▶ **SELECTED TEXT**
Sunday, December 4, 2011

Let us Have Grace


Hebrews 12:25–29 (NKJV)
25 See that you do not refuse Him who speaks. For if they did not escape who refused Him who spoke on earth, much more shall we not escape if we turn away from Him who speaks from heaven, 26 whose voice then shook the earth; but now He has promised, saying, “Yet once more I shake not only the earth, but also heaven.” 27 Now this, “Yet once more,” indicates the removal of those things that are being shaken, as of things that are made, that the things which cannot be shaken may remain. 28 Therefore, since we are receiving a kingdom which cannot be shaken, let us have grace, by which we may serve God acceptably with reverence and godly fear. 29 For our God is a consuming fire.

Last week we learned that in these verses Paul contrasts the temporary, shakeable kingdom of the Jews, the period of the old covenant, with the eternal, unshakeable kingdom of the Messiah, the period of the new covenant. He insists that it is this latter kingdom of which we, in the Lord Jesus, are members. With the final dissolution of the Jewish kingdom, followers of Christ have received a kingdom which cannot be shaken.

▶ **TO DO**
1 – For each statement below, answer yes or no according to the Hebrews 12 post, and quote the words of the post that decide it. (a) The shakeable kingdom is identified with the period of the new covenant. (b) Verse 29 calls God a consuming fire. (c) Verse 28 speaks of receiving a kingdom which cannot be shaken.
2 – Copy word for word the part of the Hebrews 12 post from "Hebrews 12:25–29 (NKJV)" to "a consuming fire.".

▶ **DATA RECORDS**

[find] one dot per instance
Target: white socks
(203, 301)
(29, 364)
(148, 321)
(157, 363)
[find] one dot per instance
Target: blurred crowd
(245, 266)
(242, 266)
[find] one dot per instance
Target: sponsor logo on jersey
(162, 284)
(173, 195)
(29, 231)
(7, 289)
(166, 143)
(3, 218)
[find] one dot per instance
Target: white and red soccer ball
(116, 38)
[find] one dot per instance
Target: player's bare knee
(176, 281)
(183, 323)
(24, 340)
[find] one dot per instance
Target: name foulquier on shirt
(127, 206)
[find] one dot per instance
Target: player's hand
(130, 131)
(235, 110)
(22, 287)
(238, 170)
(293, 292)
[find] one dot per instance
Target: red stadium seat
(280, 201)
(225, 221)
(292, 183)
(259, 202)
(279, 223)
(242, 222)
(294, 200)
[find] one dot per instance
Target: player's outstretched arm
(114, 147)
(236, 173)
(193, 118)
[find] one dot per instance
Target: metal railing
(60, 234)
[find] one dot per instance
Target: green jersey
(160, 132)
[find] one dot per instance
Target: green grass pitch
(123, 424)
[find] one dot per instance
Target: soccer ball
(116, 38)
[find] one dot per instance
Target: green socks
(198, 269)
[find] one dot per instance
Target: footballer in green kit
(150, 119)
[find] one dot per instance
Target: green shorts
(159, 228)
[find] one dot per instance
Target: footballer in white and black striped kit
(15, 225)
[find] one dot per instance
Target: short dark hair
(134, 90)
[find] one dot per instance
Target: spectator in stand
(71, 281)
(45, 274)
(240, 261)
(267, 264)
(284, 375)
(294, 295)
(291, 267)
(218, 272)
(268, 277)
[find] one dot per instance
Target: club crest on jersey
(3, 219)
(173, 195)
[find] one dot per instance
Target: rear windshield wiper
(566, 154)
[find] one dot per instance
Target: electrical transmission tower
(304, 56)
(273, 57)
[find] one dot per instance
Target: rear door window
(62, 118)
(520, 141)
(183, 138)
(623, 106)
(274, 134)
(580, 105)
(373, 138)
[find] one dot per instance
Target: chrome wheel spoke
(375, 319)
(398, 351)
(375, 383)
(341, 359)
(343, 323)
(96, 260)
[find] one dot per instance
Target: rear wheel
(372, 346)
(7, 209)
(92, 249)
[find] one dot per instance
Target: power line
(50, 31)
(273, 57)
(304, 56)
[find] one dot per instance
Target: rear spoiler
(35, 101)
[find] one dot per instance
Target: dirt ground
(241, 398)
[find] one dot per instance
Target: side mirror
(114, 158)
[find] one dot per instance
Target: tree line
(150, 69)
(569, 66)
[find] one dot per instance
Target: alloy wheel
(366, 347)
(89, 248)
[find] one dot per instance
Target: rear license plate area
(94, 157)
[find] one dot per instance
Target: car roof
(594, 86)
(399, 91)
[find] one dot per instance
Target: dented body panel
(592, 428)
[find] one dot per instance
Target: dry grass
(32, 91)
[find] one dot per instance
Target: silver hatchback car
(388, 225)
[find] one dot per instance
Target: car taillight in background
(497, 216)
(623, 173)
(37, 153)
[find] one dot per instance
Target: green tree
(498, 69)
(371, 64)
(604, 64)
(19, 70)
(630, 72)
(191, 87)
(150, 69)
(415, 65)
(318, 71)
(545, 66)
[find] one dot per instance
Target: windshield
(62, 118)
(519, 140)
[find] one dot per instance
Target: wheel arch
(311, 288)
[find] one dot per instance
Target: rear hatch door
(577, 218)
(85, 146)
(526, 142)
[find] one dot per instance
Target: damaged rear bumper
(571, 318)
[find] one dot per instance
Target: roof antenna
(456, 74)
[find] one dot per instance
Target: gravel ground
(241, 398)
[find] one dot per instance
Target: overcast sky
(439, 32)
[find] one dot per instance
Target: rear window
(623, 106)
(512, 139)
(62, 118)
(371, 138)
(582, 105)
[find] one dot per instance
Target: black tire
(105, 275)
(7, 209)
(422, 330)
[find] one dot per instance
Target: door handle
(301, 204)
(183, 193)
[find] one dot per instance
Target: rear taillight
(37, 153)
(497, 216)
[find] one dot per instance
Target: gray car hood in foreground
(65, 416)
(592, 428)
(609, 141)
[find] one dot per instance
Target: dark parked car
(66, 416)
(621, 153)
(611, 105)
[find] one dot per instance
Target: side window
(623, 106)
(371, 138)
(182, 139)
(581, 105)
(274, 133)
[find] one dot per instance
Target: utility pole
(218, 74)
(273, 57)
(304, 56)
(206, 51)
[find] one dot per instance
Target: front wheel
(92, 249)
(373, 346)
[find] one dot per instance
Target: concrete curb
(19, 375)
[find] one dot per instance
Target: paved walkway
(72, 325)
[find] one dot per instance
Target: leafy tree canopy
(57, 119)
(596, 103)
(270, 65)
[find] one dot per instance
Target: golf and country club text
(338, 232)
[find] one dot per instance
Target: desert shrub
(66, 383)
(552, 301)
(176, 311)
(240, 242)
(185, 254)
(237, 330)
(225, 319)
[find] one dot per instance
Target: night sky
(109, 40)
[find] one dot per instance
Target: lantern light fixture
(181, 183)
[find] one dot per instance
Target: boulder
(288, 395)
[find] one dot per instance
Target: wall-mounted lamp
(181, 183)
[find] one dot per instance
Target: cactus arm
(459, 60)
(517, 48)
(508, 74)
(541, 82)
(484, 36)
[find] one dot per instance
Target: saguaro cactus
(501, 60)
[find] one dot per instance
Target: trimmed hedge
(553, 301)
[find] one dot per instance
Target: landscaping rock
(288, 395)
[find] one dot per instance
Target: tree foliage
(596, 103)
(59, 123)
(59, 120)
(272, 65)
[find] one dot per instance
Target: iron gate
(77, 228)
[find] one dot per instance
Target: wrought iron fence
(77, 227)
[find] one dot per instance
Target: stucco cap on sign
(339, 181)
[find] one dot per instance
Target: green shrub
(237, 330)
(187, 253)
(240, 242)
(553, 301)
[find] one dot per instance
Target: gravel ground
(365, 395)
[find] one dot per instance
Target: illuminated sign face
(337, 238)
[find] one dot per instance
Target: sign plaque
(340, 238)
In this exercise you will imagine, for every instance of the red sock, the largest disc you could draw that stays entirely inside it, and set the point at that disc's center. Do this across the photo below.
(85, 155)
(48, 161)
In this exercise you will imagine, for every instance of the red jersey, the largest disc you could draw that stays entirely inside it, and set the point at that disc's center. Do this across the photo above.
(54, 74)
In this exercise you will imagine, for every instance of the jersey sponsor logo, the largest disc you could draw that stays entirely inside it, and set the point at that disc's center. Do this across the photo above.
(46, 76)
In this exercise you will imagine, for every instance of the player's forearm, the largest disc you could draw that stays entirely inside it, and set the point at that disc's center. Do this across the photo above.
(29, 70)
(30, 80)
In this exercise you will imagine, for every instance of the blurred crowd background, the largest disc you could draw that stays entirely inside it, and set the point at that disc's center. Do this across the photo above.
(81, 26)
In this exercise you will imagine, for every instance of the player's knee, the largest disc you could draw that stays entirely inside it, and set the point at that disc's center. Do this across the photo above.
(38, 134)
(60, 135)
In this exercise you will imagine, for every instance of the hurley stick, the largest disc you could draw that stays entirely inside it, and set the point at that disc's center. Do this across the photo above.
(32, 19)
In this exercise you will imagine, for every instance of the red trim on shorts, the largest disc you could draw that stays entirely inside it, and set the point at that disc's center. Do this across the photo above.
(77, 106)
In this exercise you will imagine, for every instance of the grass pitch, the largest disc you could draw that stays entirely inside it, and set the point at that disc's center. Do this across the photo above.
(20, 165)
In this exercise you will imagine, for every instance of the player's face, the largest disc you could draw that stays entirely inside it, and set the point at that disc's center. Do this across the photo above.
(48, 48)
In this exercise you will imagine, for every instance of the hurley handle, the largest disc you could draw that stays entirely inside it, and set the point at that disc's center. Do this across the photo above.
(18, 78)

▶ **ANSWER SECTION**
1 –
(a) No: "the temporary, shakeable kingdom of the Jews, the period of the old covenant"
(b) Yes: "For our God is a consuming fire."
(c) Yes: "since we are receiving a kingdom which cannot be shaken"

2 –
Hebrews 12:25–29 (NKJV)
25 See that you do not refuse Him who speaks. For if they did not escape who refused Him who spoke on earth, much more shall we not escape if we turn away from Him who speaks from heaven, 26 whose voice then shook the earth; but now He has promised, saying, “Yet once more I shake not only the earth, but also heaven.” 27 Now this, “Yet once more,” indicates the removal of those things that are being shaken, as of things that are made, that the things which cannot be shaken may remain. 28 Therefore, since we are receiving a kingdom which cannot be shaken, let us have grace, by which we may serve God acceptably with reverence and godly fear. 29 For our God is a consuming fire.